::: MATERIAL SHOWN :::

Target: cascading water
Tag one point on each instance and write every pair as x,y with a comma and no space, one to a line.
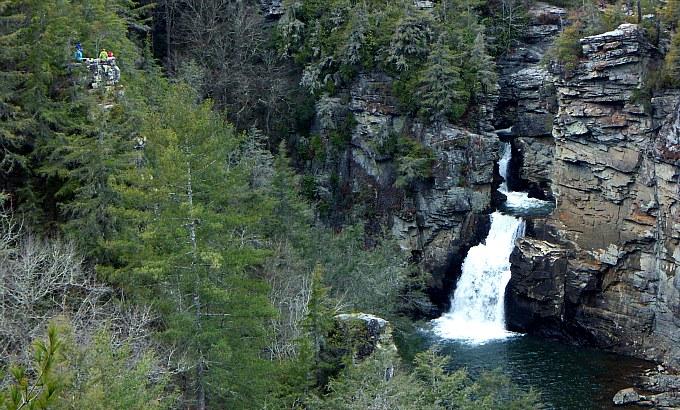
477,311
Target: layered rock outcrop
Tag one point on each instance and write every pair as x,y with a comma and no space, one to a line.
605,267
438,218
435,216
528,101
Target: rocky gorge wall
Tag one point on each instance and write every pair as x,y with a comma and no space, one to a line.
604,268
438,218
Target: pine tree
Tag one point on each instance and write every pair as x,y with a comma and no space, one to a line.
14,145
410,41
483,67
193,248
441,91
38,391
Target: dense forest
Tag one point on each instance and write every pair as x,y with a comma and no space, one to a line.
181,239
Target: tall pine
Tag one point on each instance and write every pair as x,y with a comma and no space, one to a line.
192,249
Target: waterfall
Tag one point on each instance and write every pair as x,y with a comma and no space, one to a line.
477,311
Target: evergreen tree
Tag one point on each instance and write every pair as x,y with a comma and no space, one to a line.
193,248
40,390
483,67
410,41
441,91
14,146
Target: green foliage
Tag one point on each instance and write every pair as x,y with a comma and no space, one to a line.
567,48
104,376
414,162
337,39
671,66
429,386
36,390
190,248
69,376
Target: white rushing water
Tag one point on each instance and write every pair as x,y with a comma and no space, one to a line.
516,201
477,312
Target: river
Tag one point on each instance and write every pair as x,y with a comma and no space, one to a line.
473,331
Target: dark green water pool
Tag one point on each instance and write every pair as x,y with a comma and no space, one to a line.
567,377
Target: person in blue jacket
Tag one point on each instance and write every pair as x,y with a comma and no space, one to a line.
78,55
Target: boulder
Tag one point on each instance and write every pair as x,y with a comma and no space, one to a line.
364,334
626,396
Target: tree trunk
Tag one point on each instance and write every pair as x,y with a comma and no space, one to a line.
200,367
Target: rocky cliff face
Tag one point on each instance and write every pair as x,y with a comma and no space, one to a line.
604,268
528,102
437,218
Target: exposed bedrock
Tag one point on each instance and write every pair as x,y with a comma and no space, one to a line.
437,218
605,267
528,102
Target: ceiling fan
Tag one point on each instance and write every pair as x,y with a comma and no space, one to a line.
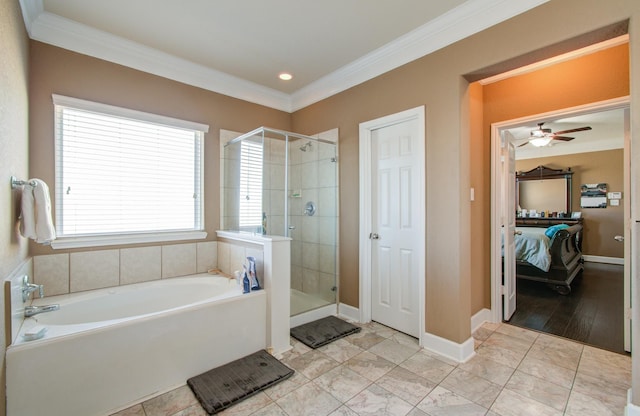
542,137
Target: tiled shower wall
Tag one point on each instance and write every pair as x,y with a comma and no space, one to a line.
80,271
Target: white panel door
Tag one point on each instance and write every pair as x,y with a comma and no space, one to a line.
509,230
395,237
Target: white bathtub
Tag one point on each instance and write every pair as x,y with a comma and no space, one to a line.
107,349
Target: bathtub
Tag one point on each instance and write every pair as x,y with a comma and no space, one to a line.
107,349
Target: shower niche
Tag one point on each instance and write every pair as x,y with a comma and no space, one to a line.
281,183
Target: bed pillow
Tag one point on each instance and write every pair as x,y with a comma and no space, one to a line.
551,231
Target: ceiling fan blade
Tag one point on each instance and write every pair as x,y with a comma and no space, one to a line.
572,130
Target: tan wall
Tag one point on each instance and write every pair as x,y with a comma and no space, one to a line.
436,80
600,224
591,78
455,160
59,71
14,148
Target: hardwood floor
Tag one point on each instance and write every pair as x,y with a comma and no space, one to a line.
592,313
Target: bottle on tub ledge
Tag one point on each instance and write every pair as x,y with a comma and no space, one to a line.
250,277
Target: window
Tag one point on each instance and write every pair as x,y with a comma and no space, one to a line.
125,173
250,185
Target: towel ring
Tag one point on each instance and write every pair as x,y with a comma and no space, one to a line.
15,182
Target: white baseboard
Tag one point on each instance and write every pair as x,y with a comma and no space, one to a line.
603,259
457,352
312,315
482,316
631,409
349,312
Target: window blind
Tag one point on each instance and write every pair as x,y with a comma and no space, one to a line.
120,171
250,185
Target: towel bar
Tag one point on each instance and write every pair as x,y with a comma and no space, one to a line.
15,182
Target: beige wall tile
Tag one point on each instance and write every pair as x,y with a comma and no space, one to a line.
178,260
52,271
140,264
94,270
207,256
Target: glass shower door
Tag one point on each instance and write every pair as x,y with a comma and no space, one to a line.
312,223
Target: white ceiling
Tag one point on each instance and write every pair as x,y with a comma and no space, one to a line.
238,47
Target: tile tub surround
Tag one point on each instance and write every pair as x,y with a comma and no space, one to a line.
86,270
515,372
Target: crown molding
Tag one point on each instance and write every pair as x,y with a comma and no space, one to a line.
469,18
465,20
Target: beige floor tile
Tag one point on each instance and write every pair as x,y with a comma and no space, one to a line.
247,406
308,400
136,410
365,339
537,389
601,389
509,403
560,356
406,385
584,405
286,386
342,383
312,364
488,369
376,401
471,387
394,351
561,376
501,355
340,350
195,410
369,365
428,367
517,332
344,411
170,403
270,410
443,402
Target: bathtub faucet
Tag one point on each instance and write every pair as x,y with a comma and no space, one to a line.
34,310
27,288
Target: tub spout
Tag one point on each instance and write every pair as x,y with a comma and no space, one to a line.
34,310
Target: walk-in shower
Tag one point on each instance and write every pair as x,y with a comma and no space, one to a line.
282,183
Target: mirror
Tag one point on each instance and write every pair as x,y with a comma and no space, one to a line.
544,189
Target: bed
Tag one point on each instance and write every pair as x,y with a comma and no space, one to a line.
551,254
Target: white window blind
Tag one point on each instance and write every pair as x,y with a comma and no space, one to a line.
250,185
120,171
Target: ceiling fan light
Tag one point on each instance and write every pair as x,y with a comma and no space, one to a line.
540,141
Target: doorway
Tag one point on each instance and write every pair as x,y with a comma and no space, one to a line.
392,224
499,203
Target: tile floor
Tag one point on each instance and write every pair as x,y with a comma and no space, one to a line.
380,371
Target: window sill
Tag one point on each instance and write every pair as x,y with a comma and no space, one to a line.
123,239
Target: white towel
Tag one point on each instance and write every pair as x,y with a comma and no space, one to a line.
28,214
37,223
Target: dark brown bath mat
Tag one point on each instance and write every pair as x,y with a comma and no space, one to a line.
323,331
231,383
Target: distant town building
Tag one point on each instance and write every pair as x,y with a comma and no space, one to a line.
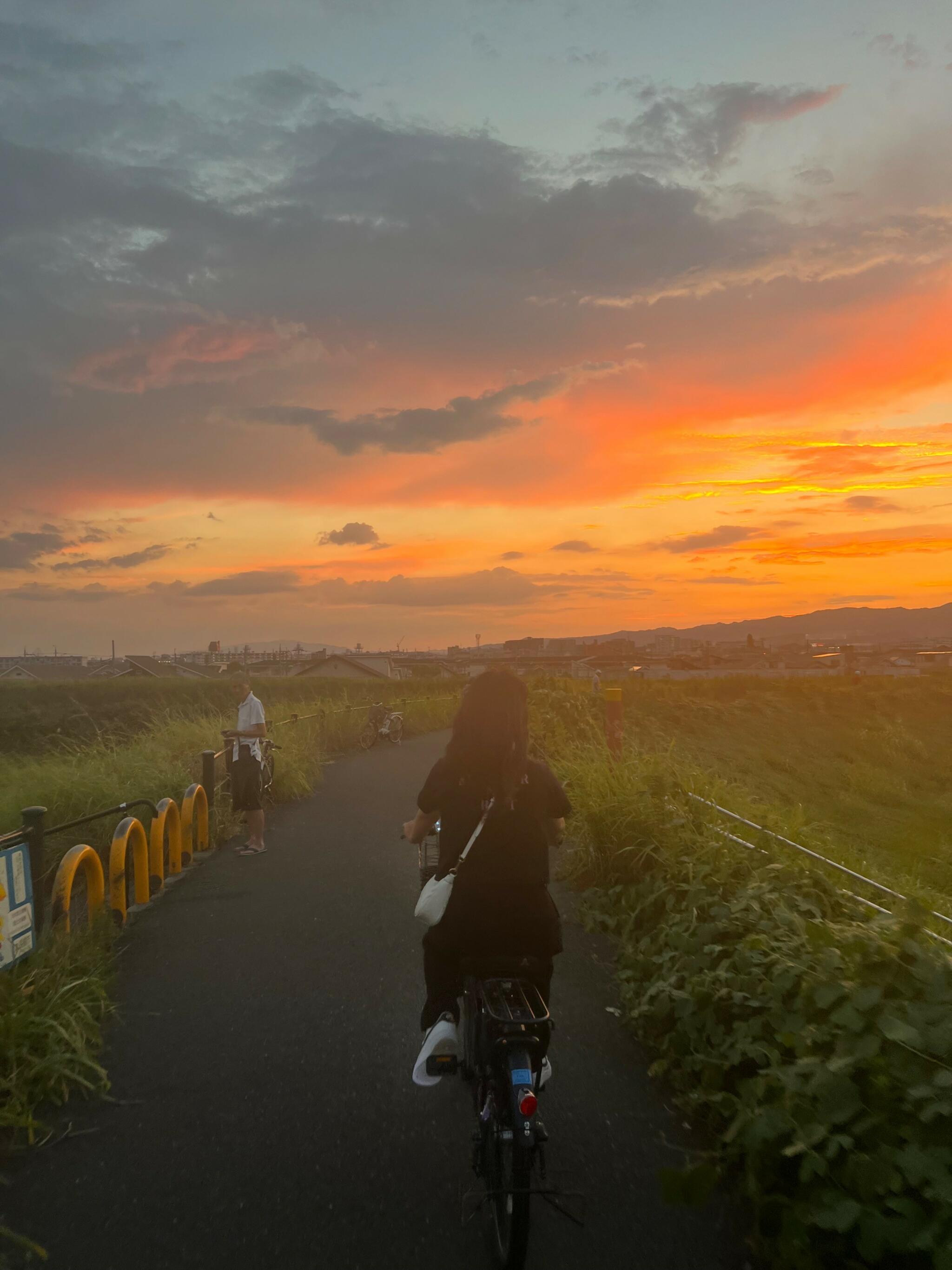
339,667
42,659
45,671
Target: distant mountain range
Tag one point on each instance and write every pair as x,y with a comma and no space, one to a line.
272,645
853,625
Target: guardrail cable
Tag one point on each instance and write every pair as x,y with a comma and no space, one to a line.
826,860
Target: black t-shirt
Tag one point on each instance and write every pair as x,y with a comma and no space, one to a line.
512,849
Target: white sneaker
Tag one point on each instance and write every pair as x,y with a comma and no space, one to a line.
443,1038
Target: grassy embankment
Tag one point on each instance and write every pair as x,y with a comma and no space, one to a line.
814,1039
53,1005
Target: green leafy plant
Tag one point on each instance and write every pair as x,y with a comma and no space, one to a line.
814,1041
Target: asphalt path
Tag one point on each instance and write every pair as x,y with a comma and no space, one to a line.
261,1058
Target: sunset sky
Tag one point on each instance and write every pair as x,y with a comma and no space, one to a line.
380,319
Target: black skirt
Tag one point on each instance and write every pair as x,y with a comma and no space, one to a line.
521,921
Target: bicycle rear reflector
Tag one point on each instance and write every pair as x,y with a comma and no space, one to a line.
442,1064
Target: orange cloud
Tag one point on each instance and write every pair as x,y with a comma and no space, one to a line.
193,353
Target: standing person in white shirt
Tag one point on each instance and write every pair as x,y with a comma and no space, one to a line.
247,764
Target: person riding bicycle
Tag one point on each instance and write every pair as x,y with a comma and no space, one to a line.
501,904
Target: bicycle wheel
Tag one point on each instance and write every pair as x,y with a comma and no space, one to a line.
507,1171
268,778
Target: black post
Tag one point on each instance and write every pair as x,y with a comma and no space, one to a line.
32,818
209,778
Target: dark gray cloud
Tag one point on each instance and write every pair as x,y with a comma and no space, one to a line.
700,129
574,545
252,582
866,503
131,560
908,51
721,536
28,47
422,430
815,176
22,549
136,220
355,534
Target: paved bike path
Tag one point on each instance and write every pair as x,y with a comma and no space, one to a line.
261,1064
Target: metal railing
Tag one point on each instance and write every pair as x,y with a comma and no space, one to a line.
880,888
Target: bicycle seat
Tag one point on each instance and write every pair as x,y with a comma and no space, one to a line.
507,967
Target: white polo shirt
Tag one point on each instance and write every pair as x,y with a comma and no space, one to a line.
251,711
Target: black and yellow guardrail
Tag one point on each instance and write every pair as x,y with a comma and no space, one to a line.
179,832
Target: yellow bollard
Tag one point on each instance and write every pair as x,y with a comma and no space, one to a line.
196,802
87,859
167,821
129,832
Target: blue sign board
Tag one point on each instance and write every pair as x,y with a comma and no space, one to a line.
17,929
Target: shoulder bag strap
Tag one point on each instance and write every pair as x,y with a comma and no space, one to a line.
475,835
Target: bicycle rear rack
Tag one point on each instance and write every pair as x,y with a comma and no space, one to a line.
513,1001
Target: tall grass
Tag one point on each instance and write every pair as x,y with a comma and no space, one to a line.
163,758
862,764
53,1004
813,1039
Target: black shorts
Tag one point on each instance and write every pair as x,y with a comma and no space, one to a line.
245,783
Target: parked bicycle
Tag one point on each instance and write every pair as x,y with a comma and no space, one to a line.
383,725
268,748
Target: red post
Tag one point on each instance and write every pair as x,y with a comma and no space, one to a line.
615,720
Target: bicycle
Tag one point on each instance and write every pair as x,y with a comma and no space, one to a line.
383,723
268,748
506,1031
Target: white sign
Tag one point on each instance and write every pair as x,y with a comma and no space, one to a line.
17,934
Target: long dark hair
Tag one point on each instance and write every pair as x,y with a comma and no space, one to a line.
492,734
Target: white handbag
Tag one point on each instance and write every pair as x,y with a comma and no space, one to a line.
436,894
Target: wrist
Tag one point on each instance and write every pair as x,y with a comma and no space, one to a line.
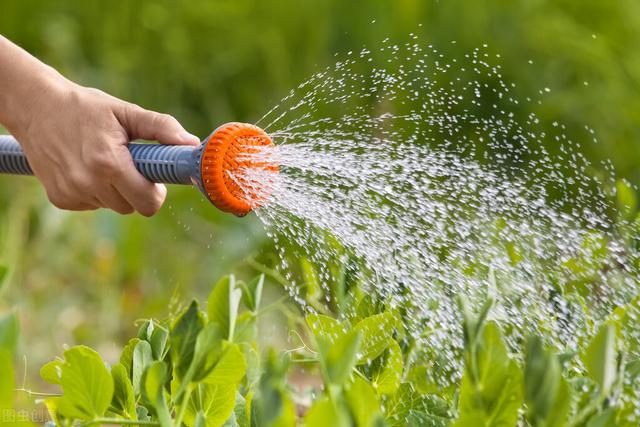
26,86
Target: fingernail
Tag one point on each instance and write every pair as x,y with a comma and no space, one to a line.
188,137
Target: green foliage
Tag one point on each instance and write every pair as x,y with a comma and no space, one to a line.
86,383
547,394
191,374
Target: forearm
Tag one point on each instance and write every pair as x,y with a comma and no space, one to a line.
23,80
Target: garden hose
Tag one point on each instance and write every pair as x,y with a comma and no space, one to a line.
211,167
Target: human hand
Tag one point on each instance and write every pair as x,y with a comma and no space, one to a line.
75,139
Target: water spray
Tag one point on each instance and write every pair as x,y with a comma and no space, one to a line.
212,167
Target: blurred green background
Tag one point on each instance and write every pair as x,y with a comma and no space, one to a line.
86,277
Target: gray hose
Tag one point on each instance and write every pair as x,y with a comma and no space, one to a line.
169,164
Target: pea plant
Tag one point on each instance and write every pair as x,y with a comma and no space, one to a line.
203,367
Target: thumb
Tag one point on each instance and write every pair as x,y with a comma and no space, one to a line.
144,124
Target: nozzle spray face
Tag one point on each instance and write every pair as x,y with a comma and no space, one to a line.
225,153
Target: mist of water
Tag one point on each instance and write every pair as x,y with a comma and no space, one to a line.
441,180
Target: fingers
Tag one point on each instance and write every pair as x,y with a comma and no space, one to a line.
144,124
143,195
111,198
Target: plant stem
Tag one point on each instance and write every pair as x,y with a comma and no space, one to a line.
120,421
183,405
39,394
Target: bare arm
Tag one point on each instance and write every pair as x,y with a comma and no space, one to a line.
75,137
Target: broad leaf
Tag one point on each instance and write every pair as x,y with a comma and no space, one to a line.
230,368
215,402
600,358
51,372
153,381
407,402
183,336
339,358
9,332
325,413
325,327
547,394
207,351
222,305
363,402
7,380
158,340
388,379
123,397
86,383
491,389
376,332
142,358
126,357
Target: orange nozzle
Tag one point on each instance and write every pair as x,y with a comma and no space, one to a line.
227,153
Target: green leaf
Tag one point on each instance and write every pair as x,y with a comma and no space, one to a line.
633,369
376,332
547,394
388,379
325,327
272,406
407,402
126,358
201,420
153,381
324,413
9,332
4,270
626,199
600,358
51,371
158,340
339,358
253,293
183,336
7,380
606,418
207,351
491,388
312,283
252,358
86,383
230,369
216,402
123,397
141,359
223,303
363,402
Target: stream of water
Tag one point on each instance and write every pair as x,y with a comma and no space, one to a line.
438,177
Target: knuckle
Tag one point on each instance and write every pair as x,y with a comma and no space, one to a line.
80,182
58,200
149,208
125,210
105,164
162,120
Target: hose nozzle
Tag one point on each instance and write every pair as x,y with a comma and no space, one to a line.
217,167
225,155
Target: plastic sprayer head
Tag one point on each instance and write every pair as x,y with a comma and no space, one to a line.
225,158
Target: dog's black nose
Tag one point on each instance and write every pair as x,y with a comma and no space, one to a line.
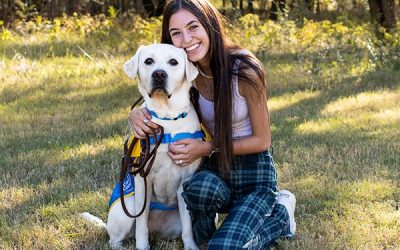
159,75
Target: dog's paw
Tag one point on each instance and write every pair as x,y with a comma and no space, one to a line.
142,246
116,245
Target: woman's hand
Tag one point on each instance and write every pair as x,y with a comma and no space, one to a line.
184,152
141,124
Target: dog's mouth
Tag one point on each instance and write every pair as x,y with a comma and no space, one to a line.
159,81
159,91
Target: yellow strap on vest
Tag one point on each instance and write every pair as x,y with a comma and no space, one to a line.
208,136
136,149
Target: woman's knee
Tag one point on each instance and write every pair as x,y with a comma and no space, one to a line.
205,192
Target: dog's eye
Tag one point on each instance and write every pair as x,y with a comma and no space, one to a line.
149,61
173,62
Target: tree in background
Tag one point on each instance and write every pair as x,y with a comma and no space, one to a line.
383,13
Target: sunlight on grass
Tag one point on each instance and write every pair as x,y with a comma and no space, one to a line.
291,99
369,112
93,149
367,101
12,197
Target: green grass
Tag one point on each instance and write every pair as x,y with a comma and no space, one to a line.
63,116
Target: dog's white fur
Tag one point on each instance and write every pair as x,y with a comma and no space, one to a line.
164,183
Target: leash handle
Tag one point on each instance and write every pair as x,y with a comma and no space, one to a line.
141,169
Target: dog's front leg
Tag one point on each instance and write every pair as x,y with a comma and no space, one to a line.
186,220
142,230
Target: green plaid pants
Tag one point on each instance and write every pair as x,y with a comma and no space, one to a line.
248,195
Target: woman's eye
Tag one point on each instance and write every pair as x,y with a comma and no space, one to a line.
173,62
149,61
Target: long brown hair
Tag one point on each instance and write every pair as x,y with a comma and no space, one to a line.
223,54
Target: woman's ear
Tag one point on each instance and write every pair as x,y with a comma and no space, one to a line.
131,67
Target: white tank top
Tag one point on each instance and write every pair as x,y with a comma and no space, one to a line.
241,125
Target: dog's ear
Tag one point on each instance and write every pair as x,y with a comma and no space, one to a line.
191,70
131,67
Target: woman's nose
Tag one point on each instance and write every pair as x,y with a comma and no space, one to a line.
187,37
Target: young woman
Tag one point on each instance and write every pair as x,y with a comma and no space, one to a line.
237,175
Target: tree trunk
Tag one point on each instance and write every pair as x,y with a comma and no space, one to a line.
383,13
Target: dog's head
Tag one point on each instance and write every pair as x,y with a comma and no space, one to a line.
163,71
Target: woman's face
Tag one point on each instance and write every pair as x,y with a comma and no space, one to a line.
187,32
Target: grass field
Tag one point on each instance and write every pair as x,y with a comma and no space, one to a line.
64,102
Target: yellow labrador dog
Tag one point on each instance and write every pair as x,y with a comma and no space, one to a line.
165,78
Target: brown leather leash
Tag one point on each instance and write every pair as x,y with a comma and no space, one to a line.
138,166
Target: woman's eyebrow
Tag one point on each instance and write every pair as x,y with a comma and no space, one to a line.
188,24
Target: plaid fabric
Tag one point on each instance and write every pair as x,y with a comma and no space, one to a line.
254,220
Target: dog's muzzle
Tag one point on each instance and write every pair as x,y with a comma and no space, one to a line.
159,80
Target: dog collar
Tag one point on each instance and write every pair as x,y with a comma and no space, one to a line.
181,115
168,138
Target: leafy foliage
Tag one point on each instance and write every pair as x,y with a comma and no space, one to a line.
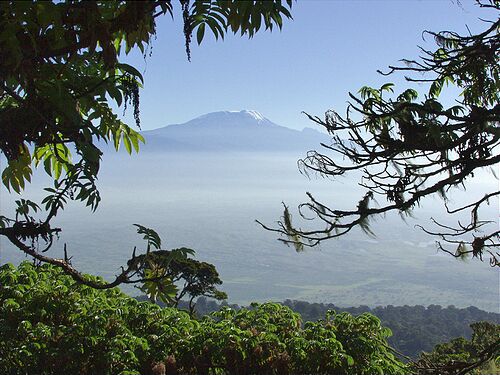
466,356
168,269
407,147
50,324
62,72
415,329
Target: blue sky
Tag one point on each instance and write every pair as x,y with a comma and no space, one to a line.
327,50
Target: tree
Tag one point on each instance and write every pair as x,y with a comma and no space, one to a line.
479,355
196,279
51,325
61,66
408,148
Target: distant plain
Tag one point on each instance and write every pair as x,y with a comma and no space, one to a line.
209,201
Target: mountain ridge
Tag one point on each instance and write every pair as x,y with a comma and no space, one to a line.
245,130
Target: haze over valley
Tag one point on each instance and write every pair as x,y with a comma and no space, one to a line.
202,184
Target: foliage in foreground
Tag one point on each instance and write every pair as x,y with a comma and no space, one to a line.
49,324
415,329
459,353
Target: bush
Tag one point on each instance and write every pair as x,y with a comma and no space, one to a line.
50,325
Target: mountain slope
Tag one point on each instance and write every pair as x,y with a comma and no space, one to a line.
231,131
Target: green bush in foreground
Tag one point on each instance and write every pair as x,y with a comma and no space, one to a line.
50,325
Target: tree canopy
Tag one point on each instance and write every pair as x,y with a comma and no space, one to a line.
61,68
51,325
409,146
190,278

:::

Copy the lines of the entries starting with the line that contains "Target: bush" and continuing through the last line of the entries, keeping every line unchanged.

WRITTEN ANSWER
Target: bush
Tag one point on each instance and write every pair as x,y with a comma and no space, one to a line.
50,325
Target: mountain slope
Tag one point on each instance and write every pair as x,y with a comma and no space, one to a line.
231,131
Target: green bush in foreground
Tag one point on each instance and write every pair as x,y with a comma and no space, one to a line.
50,325
Target: tree canopy
Tag one point on each instance and write every pair as x,y with a comma and no space, one to a line.
61,68
51,325
409,146
190,278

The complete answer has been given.